Goal:
Update the entries below by replacing "dirt mound" with "soil heap" and leaving everything else unchanged.

Records for the task:

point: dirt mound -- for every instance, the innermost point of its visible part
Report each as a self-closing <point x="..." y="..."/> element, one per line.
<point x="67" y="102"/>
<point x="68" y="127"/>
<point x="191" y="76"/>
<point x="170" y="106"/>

Solution to the exercise:
point: soil heap -- for every instance, the innermost point of its visible part
Report each as a self-closing <point x="..." y="..."/> element, one per line.
<point x="67" y="102"/>
<point x="68" y="127"/>
<point x="191" y="76"/>
<point x="170" y="106"/>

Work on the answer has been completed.